[Saved data entries]
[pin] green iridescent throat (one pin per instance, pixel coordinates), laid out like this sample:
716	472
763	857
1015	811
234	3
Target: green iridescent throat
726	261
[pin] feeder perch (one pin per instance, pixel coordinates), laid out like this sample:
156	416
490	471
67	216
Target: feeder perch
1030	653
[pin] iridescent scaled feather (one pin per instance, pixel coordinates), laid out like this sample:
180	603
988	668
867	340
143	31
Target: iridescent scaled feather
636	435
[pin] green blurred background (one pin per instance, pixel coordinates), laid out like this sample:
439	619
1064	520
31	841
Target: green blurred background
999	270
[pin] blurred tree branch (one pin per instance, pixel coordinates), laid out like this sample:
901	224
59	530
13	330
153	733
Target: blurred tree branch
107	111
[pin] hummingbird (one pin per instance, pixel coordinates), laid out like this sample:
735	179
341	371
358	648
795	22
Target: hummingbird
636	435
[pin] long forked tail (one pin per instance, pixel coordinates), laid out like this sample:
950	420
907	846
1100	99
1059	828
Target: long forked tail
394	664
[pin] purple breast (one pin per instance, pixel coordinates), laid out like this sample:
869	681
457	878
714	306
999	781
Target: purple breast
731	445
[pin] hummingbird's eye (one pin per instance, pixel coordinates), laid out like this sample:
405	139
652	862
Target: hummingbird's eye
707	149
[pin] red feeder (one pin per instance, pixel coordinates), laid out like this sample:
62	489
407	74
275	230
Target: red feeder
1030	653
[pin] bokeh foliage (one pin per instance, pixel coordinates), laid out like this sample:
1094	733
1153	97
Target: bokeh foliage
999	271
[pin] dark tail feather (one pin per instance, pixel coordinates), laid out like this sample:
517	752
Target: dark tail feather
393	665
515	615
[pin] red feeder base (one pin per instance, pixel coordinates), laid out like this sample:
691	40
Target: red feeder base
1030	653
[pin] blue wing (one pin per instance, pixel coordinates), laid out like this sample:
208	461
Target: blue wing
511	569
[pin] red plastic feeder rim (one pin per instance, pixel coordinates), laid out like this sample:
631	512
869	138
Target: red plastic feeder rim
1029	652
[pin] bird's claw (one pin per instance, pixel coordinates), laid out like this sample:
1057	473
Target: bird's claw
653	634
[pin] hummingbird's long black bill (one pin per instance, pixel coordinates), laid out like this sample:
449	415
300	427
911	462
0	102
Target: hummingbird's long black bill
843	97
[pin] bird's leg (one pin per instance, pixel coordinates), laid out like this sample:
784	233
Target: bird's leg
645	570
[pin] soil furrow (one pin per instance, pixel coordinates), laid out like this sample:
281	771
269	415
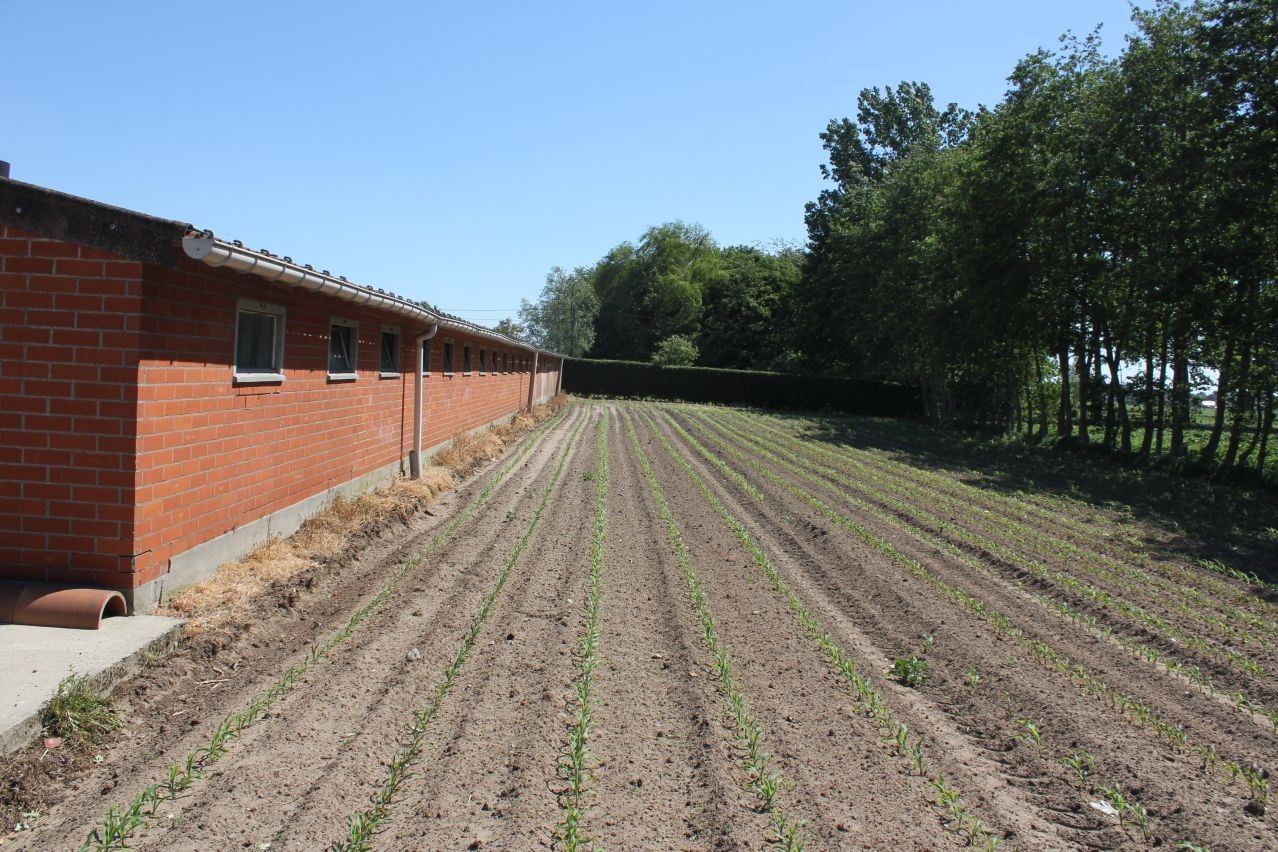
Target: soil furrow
272	646
666	774
493	746
844	774
888	606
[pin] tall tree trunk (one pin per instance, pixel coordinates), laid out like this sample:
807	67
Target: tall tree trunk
1180	391
1222	390
1267	428
1240	405
1147	441
1042	394
1065	413
1084	380
1162	397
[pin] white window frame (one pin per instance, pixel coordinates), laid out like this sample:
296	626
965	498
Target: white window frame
399	346
253	305
449	348
354	349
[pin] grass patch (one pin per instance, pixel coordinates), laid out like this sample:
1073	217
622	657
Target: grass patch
81	714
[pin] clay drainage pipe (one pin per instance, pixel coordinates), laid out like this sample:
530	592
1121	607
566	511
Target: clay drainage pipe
59	606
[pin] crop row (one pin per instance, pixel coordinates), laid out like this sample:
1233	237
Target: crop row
899	494
1034	648
123	823
1200	588
574	763
919	530
959	813
363	825
766	782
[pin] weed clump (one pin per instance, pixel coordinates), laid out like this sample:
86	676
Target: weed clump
910	671
81	714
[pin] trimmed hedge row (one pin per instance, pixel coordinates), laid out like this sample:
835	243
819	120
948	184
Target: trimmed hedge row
740	387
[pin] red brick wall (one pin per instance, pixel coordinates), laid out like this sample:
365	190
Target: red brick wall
214	456
125	442
69	319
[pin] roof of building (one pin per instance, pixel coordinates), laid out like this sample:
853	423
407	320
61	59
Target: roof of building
150	239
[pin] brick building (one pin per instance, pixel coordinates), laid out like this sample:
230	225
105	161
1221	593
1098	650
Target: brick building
169	399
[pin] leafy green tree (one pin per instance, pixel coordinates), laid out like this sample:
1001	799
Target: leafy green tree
746	321
562	317
676	350
651	291
510	328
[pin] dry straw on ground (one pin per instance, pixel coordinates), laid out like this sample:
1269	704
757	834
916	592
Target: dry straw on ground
230	593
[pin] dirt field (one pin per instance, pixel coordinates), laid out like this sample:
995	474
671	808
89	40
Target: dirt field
674	627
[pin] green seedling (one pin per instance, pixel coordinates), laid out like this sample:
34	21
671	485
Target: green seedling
1081	763
910	671
1030	733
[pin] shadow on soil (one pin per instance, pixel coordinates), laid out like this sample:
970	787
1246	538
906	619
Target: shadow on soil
1178	516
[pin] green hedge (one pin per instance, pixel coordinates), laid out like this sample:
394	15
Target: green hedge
740	387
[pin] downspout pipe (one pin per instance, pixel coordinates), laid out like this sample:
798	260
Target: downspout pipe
532	383
414	459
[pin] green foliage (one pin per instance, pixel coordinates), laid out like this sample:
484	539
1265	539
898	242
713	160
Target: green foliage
81	713
676	350
651	291
562	317
911	671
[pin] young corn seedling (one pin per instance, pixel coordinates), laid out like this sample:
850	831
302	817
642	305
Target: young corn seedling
1258	784
764	782
362	825
574	765
1081	763
971	676
910	671
839	658
1030	733
179	778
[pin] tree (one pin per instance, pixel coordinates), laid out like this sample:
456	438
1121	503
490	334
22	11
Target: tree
745	314
676	350
510	328
562	318
651	291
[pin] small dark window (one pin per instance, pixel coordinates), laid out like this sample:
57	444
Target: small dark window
254	342
341	349
390	351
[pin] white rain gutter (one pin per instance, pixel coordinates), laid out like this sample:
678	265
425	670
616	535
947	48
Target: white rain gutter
203	245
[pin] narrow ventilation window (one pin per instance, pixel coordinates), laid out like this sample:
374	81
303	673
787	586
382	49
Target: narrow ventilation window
258	342
389	365
343	339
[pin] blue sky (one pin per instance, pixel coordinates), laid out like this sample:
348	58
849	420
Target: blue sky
456	152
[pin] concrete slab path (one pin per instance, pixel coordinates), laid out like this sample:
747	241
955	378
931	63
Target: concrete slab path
35	659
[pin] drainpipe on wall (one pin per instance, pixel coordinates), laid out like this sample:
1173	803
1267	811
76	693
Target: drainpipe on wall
532	383
414	459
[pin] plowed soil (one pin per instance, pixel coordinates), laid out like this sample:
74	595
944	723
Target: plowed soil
1052	631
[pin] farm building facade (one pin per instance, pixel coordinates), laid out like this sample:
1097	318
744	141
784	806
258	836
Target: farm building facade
169	399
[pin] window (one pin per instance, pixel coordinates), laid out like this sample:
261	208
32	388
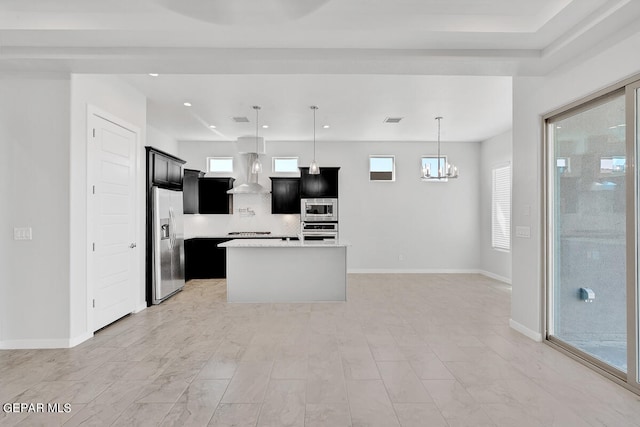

**THE EXERCISE**
Find every line in the listing above that contains the string "window", and copy each one.

**THE REPLY**
[pin] white window frame (one pin per instance, pixel coordinates), laid out like this sample:
Target: white window frame
[pin] small dark window (one pin per instance, pixel coordinates), laid out like this sample:
Target: small dark window
[pin] narrow ventilation window (one pin per instance, pixel coordinates), laid out like this sample:
Target: narrow ventilation window
[pin] window (one pin per instance, pixel coordinates), laid out like this sample:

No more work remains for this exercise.